» **THE TASK**
Can you copy out the data exactly? Leave the images out.

Natural-language object grounding data:
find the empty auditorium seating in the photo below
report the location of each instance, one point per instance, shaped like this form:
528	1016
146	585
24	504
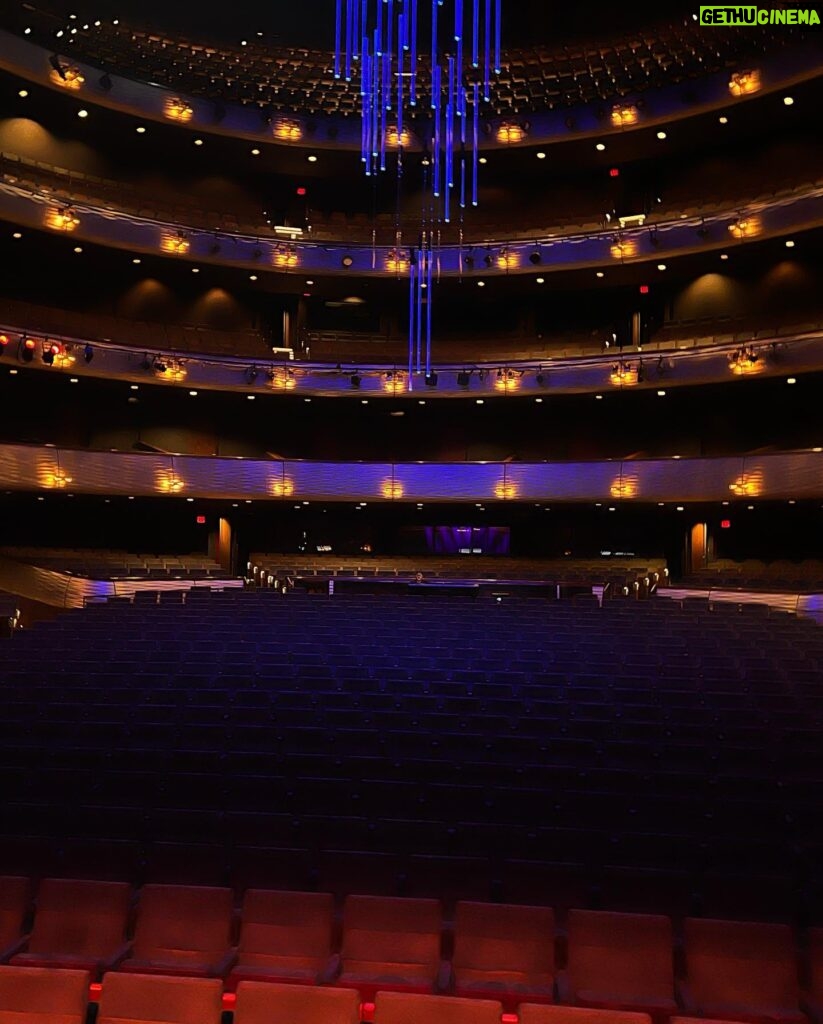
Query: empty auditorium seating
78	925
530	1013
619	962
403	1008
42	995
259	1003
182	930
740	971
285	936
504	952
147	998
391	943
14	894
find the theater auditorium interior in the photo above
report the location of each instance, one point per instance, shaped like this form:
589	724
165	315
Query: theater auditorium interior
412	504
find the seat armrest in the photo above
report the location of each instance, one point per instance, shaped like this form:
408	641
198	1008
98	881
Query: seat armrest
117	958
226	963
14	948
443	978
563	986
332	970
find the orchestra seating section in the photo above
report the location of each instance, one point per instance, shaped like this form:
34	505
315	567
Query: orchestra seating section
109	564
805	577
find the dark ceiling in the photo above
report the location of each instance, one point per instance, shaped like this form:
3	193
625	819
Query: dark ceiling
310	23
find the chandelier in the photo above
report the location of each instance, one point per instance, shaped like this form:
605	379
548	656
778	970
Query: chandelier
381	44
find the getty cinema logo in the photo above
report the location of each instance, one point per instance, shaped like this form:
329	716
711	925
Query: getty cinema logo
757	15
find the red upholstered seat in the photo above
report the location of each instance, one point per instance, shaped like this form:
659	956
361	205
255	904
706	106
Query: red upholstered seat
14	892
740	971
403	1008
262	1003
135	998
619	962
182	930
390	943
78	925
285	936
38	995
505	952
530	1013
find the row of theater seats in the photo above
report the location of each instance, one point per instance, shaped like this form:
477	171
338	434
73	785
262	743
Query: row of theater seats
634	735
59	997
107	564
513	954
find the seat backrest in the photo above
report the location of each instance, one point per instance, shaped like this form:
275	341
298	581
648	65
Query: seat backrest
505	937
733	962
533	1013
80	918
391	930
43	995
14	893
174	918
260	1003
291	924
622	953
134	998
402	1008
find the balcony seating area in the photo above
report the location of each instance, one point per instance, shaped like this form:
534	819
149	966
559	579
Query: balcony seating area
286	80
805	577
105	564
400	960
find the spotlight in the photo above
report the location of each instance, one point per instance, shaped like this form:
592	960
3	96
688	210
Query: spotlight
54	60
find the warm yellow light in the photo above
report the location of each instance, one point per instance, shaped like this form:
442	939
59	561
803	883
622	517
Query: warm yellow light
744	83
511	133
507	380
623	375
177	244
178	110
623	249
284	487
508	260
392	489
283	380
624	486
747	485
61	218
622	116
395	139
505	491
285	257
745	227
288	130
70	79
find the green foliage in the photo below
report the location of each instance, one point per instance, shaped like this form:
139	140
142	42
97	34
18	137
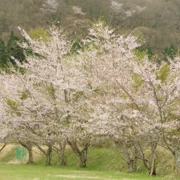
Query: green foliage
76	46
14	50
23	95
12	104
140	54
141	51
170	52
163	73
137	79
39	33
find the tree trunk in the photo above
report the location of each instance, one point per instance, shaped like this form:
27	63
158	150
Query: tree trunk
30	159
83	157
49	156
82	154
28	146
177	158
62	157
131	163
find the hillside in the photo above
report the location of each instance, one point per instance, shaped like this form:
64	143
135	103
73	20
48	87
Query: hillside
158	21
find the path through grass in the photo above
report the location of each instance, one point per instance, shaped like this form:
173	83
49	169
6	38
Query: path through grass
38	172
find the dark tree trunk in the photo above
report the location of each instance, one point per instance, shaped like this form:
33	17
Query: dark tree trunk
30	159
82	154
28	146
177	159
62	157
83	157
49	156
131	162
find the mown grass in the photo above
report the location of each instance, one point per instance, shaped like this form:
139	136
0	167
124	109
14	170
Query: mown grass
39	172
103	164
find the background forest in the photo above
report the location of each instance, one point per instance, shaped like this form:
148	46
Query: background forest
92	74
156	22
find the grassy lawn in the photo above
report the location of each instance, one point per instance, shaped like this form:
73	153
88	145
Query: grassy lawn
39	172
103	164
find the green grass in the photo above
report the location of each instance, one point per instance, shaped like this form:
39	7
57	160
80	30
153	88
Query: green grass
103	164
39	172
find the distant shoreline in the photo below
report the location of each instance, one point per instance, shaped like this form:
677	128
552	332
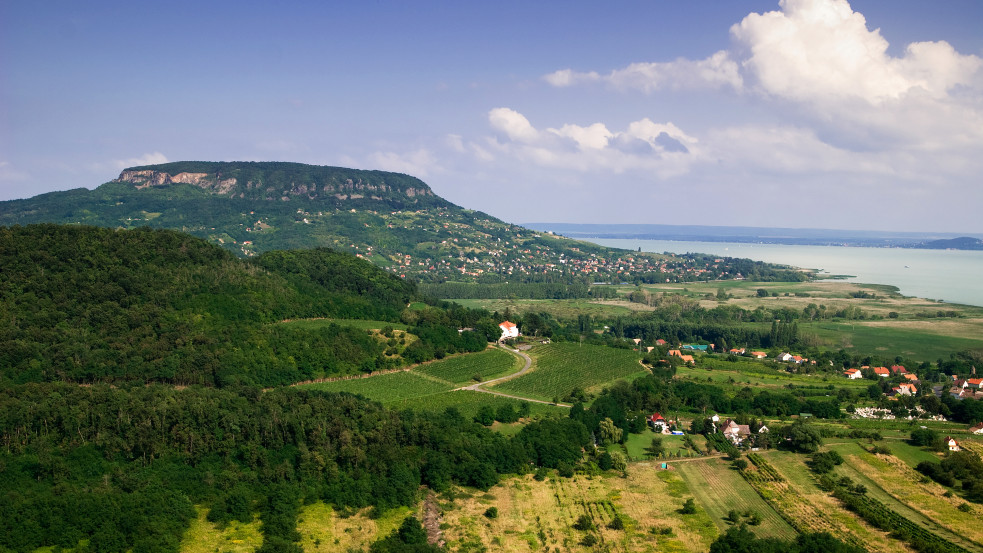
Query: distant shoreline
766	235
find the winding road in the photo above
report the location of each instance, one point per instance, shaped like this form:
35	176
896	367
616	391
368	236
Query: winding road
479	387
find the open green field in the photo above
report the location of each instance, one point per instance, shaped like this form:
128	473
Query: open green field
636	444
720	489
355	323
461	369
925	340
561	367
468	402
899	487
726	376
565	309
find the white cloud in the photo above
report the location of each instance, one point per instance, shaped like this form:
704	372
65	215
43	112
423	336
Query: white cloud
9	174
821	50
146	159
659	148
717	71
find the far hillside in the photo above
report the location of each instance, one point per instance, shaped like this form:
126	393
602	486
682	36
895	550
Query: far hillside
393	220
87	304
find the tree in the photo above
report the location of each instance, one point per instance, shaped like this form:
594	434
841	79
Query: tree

» **TASK SOLUTION**
find the empty auditorium seating in the photo below
report the location of each instance, one point per instance, shaped like this form:
528	1016
146	585
24	504
Query: empty auditorium seating
78	925
530	1013
619	962
403	1008
42	995
259	1003
182	930
740	971
285	936
504	952
147	998
391	943
14	894
find the theater auditorium interior in the photo above
report the location of each instance, one point per instance, shaped like this form:
589	724
165	315
Query: theater auditorium interior
412	504
find the seat armrest in the photo above
report the location of each instance, one point per instance, shaped like this form:
408	641
198	1008
98	881
Query: seat armrest
117	958
226	963
14	948
443	978
563	986
332	970
find the orchestra seating section in the photo above
report the location of each instance, one point per instance, shaped like this form:
34	505
315	567
Query: orchestra seating section
109	564
805	577
find the dark ceiling in the photo above
report the location of each instance, one point per instance, shaped like this form:
3	193
625	819
Query: dark ceiling
310	23
find the chandelier in the photo above
report the location of each instance, one point per instance, shaped like this form:
605	379
548	656
778	970
Query: chandelier
381	44
find the getty cinema logo in the photo above
report the location of each instance, one point per instance, shaped like this form:
329	716
711	925
Query: getty cinema logo
757	15
find the red upholstered seat in the photo above
report the location of each instance, one point per instance, shaped like this form:
659	956
361	205
255	904
706	106
Query: red upholstered seat
14	892
740	971
403	1008
262	1003
135	998
619	962
182	930
390	943
78	925
285	936
38	995
505	952
530	1013
find the row of theater seats in the photo above
report the location of each instance, one point per instance, shaped like this form:
477	171
338	434
73	785
262	743
Query: row of theater seats
634	735
59	997
107	564
513	954
find the seat backrest in the photo above
report the location of each instance, one point per instance, shaped like this form:
275	341
298	581
648	65
Query: seat backrest
505	937
733	962
533	1013
80	918
391	930
43	995
14	893
174	918
260	1003
291	924
622	953
134	998
402	1008
find the balcony seating area in the photo above
report the location of each instance, one point per instance, shaped like this form:
534	819
149	966
559	579
Query: balcony seating area
286	80
805	577
105	564
400	960
find the spotlight in the photo above
report the location of each instance, one point per instance, shaped like this form:
592	960
3	96
688	210
Query: spotlight
54	60
find the warm yellow light in the photo above
report the location of each instance, one point per instance, shaped like this form:
442	939
59	561
803	883
622	517
Query: warm yellow light
744	83
511	133
507	380
623	375
177	244
178	110
623	249
284	487
508	260
392	489
283	380
624	486
747	485
61	218
622	116
395	139
505	491
285	257
745	227
288	130
70	79
find the green foliage in the photo below
report the location of each instance, one point per instance, shaped like this form:
139	140
142	42
97	34
18	137
Query: green foliage
76	46
14	50
23	95
12	104
140	54
141	51
170	52
163	73
137	79
39	33
find the tree trunk in the photo above
report the location of each instance, one point per instance, shaped like this form:
27	63
158	150
Query: tree trunk
30	159
83	157
49	156
82	154
28	146
177	158
62	157
131	163
find the hillside in the photo above
report the location of each instance, one point per instance, shaped like this form:
64	143
135	103
73	20
48	87
Query: hillside
158	21
find the path through grass in the photo above
report the location of each instance, one point per instance, shaped like this form:
173	83
49	169
6	38
Query: path through grass
38	172
find the dark tree trunk in the photo above
report the location of each instance, one point per instance, shaped like this form:
33	17
Query: dark tree trunk
30	159
82	154
28	146
177	159
62	157
83	157
49	156
131	162
find the mown grass in the photo above
report the location of each instance, one point per instance, shaped like this form:
139	136
0	167
124	109
14	170
Query: mown grass
39	172
103	164
find the background forest in the photo above
report the location of each instance, one point per instance, shaped like this form:
148	46
Query: background forest
92	74
156	22
find the grassy lawn in the photo above
report the location of each instance, one point per instance, shaped like this form:
73	153
88	145
Query: grassy lawn
39	172
103	164
find the green grass in the photo above
report the location of each instance, one point per instance, shaped like this form:
39	7
57	160
80	30
153	88
Query: green grass
103	164
39	172
find the distant shoreline in the photo below
report the location of each instance, one point per instance, shaped like this form:
677	128
552	332
Query: distant shoreline
766	235
find the winding road in the photo above
report the location of each instance, one point per instance, shaped like this form:
35	176
896	367
616	391
368	236
Query: winding road
479	387
find the open green field in the photo above
report the location of each instance, one point per instance, shaped like this form:
128	473
Query: open green field
636	444
720	489
355	323
461	369
925	340
561	367
468	402
899	487
726	376
565	309
find the white cloud in the photo above
report the location of each instance, one point per instance, shaped like this form:
704	372
65	215
43	112
423	336
Query: white cloud
9	174
821	50
146	159
659	148
717	71
find the far hillside in the photo above
report the location of each instance, one point per instance, shaped like this form:
126	393
602	486
682	36
895	550
Query: far hillside
393	220
87	304
find the tree in the photo above
report the location of each instance, one point per instance, shaped like this form:
594	434
841	79
Query: tree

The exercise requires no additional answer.